Problems.
(a) In the A+ certification thread, shorten the paragraph beginning "I have been teaching myself" while keeping its main facts.
(b) Continue the A+ certification thread from its final post.

Selected excerpt.
::::

# A+ Certification



## Monkey (Aug 27, 2002)

I have been teaching myself(through books) on A+, but I am pretty much bored out of my mind on reading. I don't have enough money or time to go to a tech school to get hands on training. I was wondering if anyone heard of or tried any of the online training sites and which ones are good. I looking for a good *interactive* site. If anyone has any info that could help me out, I would appreciate it.


----------



## Drifters (Aug 23, 2002)

I've used www.braindumps.com and www.techexams.net. They are pretty good and pretty accurate. I don't know how the test is no a day but when I took it, it was pretty easy. Took like 5minutes to finish.


----------



## Monkey (Aug 27, 2002)

Thank you for the links, I especially like www.techexams.net and have registered there. But I was wondering about the paysites with online courses, do you know if they are good?

::::

(Position identification records)
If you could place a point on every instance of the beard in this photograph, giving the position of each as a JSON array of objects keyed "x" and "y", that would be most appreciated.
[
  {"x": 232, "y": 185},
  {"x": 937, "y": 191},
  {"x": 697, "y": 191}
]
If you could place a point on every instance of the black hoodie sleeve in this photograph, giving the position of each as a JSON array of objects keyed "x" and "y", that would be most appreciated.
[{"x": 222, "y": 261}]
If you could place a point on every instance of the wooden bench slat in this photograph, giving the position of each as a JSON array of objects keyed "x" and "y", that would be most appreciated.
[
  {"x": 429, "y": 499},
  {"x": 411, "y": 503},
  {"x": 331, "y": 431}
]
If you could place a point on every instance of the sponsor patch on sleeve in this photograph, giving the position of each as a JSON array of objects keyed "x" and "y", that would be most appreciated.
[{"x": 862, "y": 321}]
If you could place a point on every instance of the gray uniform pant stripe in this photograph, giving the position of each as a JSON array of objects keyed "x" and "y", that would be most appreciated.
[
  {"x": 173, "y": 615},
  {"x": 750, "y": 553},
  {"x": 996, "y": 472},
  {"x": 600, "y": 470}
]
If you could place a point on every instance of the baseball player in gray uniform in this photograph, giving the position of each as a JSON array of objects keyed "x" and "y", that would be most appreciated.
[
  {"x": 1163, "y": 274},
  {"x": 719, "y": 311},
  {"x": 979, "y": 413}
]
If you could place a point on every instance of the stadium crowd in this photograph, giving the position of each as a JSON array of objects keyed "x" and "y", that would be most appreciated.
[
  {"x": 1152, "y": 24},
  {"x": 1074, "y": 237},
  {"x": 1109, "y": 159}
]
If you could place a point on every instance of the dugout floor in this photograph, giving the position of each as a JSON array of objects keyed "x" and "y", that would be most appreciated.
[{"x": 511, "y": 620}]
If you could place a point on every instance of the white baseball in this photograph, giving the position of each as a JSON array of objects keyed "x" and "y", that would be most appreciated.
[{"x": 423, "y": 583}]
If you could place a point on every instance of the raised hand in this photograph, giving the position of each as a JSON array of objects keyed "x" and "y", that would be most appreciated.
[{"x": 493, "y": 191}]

::::

Expected results.
(a) The writer has been studying for A+ alone from books but finds the reading very boring. Lacking the money and time for hands-on training at a tech school, the writer asks whether anyone has heard of or tried online training sites, which are good, and especially which are interactive. Any helpful information would be appreciated.

(b)
----------



## Drifters (Aug 23, 2002)

No I haven't heard of any good ones. But if you are willing to pay for an online course for A+, I would just go to CompTia's site and look there.


----------



## Pseudocyber (Sep 10, 2002)

What would be more beneficial is to get a hold of come computers and stick you hands in their guts and play around.

They don't have to be new, expensive. Old ones that people are playing around might actually teach you more.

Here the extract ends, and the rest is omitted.